THE RECORDS =
⁂

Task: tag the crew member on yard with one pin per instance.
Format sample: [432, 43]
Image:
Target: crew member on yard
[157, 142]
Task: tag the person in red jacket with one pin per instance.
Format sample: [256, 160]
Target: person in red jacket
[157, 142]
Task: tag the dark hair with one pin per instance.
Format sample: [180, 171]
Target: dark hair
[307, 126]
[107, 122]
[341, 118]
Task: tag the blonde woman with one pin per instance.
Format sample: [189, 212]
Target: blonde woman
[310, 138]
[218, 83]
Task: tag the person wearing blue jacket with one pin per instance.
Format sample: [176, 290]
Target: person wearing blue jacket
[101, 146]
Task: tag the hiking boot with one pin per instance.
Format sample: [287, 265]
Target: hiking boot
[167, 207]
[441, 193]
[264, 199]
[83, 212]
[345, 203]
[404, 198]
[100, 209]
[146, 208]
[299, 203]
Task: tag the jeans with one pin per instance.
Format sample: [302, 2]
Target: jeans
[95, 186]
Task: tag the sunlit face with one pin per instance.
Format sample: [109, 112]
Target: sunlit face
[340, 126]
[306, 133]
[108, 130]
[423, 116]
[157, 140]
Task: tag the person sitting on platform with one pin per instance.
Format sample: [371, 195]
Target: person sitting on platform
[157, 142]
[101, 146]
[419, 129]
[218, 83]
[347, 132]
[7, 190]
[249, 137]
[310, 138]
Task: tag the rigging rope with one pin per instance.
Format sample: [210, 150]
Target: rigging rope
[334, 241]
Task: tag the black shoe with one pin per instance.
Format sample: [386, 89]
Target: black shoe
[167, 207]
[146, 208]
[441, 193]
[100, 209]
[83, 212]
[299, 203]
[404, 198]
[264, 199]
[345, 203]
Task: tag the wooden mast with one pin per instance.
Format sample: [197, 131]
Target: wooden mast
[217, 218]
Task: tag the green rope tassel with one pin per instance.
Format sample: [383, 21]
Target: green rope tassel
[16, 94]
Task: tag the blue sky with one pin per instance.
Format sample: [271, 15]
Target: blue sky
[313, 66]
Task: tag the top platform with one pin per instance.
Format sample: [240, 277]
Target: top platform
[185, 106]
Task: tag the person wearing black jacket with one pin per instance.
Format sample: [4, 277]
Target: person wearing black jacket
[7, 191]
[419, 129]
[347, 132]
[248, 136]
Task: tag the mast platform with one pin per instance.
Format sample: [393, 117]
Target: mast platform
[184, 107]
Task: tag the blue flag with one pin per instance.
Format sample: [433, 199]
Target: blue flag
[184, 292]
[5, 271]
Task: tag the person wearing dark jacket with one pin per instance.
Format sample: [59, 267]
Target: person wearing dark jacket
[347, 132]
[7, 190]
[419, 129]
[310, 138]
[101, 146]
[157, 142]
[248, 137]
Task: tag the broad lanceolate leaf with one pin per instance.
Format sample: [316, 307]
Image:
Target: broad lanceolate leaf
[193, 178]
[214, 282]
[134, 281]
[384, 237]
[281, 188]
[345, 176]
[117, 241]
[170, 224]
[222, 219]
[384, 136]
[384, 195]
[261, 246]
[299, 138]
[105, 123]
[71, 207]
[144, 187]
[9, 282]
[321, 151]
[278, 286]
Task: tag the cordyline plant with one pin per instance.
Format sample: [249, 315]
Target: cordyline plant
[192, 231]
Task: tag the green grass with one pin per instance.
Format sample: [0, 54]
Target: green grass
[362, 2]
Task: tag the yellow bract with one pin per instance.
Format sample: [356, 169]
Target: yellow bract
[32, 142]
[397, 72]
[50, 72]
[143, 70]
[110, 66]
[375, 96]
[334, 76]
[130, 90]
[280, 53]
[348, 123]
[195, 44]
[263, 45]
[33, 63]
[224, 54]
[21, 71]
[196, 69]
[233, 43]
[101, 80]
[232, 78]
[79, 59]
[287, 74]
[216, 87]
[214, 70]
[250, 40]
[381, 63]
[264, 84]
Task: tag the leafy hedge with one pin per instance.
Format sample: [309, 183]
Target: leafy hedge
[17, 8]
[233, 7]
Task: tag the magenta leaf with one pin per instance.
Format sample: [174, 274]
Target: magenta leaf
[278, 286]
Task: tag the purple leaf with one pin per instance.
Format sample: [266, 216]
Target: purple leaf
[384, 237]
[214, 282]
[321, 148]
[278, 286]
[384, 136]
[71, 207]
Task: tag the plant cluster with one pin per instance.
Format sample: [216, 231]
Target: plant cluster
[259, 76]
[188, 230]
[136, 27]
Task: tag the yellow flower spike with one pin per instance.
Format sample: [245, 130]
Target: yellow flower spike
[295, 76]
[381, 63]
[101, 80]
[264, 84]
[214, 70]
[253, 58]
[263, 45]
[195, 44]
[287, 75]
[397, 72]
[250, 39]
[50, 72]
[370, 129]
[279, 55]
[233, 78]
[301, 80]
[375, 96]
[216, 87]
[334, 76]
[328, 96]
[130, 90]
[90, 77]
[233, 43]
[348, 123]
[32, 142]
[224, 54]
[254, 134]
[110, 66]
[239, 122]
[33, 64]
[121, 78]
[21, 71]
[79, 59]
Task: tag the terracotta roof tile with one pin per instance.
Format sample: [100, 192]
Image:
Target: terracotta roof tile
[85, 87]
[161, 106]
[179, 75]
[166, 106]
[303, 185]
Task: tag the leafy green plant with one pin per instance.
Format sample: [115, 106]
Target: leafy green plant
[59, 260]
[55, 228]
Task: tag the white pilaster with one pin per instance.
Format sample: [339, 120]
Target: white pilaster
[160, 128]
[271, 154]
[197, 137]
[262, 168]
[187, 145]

⁂

WHAT TO WORK ON = Return exactly the lines from the one containing "Task: tag the purple" to the last line of the data, and nothing more.

EXERCISE ANSWER =
Task: tag the purple leaf with one pin per instance.
Format sample: [266, 216]
Target: purple leaf
[384, 237]
[214, 282]
[321, 148]
[278, 286]
[384, 136]
[71, 207]
Task: tag the plant cluster with one pin per instance.
Format sample: [216, 231]
Target: plant cluster
[259, 76]
[188, 230]
[136, 27]
Task: tag the yellow flower spike with one pin per instance.
Format sample: [245, 130]
Target: yellow flower spike
[295, 76]
[381, 63]
[101, 80]
[264, 84]
[214, 70]
[253, 58]
[263, 45]
[195, 44]
[287, 75]
[397, 72]
[250, 39]
[50, 72]
[370, 129]
[279, 55]
[233, 78]
[301, 80]
[375, 96]
[216, 87]
[334, 76]
[328, 96]
[130, 90]
[90, 77]
[233, 43]
[348, 123]
[32, 142]
[224, 54]
[254, 134]
[110, 66]
[239, 122]
[33, 64]
[121, 78]
[21, 71]
[79, 59]
Task: tag the terracotta roof tile with one pin per instance.
Format sample: [100, 192]
Image:
Target: terracotta roof tile
[85, 87]
[161, 106]
[179, 75]
[166, 106]
[303, 185]
Task: tag the leafy green plant with one pin per instance.
Format sample: [115, 106]
Target: leafy green plant
[59, 260]
[55, 228]
Task: tag the white pilaster with one pin per instance.
Format sample: [339, 120]
Target: white pilaster
[160, 128]
[271, 154]
[197, 137]
[262, 168]
[187, 145]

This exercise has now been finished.